TASKS TO PERFORM.
1: Could you reproduce the part of the riot news report that opens with the words containing "The country’s top" and closes with "father Carlos Fonseca.", changing "military police" to "security forces"?
2: Answer these about the riot news report:
(a) How old was Kimberly Dayana Fonseca?
(b) Whom did she leave the house to look for?
(c) Whose office told journalists it had launched an investigation?
3: How would the riot news report go on from its last sentence?

READING TEXT.
One woman was left dead amid the riots, with the vote count at a standstill.

The country’s top electoral authority could not definitively name a winner.

Kimberly Dayana Fonseca, 19, was killed by military police in the Colonia Villanueva area east of the capital Tegucigalpa, according to her father Carlos Fonseca.

He said that his daughter had left their house to search for an uncle who she thought was taking part in an opposition protest to warn him that authorities were about to begin a crackdown.

“Some of the military police came out of a bush, shooting like crazy and they shot her in the head,” added Luisa, Kimberly’s sister.

A spokesman from the public prosecutor’s office told journalists it had launched an investigation, while the military police released a statement saying it was investigating “exhaustively” the possible role of one of its agents.

RECORDS PROVIDED.
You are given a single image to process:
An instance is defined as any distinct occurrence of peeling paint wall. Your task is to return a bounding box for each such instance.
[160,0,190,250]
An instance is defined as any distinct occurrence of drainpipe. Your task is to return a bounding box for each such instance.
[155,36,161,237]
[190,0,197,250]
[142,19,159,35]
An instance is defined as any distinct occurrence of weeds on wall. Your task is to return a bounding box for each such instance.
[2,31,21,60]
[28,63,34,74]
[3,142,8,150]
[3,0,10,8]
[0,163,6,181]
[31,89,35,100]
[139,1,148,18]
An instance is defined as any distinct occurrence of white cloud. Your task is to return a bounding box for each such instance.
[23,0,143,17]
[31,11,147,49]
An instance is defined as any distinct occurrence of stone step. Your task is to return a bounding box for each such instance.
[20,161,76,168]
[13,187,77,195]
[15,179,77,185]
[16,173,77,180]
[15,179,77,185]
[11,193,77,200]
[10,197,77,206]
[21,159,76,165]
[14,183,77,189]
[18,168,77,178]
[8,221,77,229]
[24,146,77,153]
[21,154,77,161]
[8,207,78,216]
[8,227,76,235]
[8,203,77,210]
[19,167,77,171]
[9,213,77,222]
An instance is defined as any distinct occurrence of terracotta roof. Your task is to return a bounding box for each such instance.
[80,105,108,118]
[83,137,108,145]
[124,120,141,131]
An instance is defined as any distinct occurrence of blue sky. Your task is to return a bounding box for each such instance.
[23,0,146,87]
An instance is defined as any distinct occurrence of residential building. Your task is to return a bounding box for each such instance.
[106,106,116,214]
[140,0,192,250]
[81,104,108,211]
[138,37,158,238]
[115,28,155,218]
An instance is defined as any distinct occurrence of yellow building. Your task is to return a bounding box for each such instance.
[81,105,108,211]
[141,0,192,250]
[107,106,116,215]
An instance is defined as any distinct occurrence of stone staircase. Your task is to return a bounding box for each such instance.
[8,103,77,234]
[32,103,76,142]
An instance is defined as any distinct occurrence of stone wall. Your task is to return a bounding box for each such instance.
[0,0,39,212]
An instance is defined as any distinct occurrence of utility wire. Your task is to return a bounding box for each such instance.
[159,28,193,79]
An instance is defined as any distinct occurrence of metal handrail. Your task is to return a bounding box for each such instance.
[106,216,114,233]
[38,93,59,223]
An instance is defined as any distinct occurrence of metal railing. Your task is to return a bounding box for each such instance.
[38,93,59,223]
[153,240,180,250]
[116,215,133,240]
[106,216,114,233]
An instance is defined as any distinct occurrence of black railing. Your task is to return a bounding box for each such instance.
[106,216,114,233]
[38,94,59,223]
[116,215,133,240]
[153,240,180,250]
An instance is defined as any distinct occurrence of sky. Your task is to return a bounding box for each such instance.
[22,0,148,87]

TASK ANSWERS.
1:
The country’s top electoral authority could not definitively name a winner.

Kimberly Dayana Fonseca, 19, was killed by security forces in the Colonia Villanueva area east of the capital Tegucigalpa, according to her father Carlos Fonseca.

2:
(a) 19
(b) An uncle she thought was taking part in an opposition protest
(c) The public prosecutor's office

3:
Opposition leader Salvador Nasralla, whose leftwing alliance has claimed victory in last week’s vote, condemned the violence on Twitter.

At least 12 civilians have been wounded, some by gunfire, after violence erupted in several parts of the country sparked by Nasralla’s call for his supporters to come onto the streets.

President Juan Orlando Hernandez -- seeking re-election despite a constitutional ban on a second term -- held a 1.5 percentage point lead over his rival with 94 per cent of the vote counted, according to the latest figures from the Supreme Election Tribunal (TSE).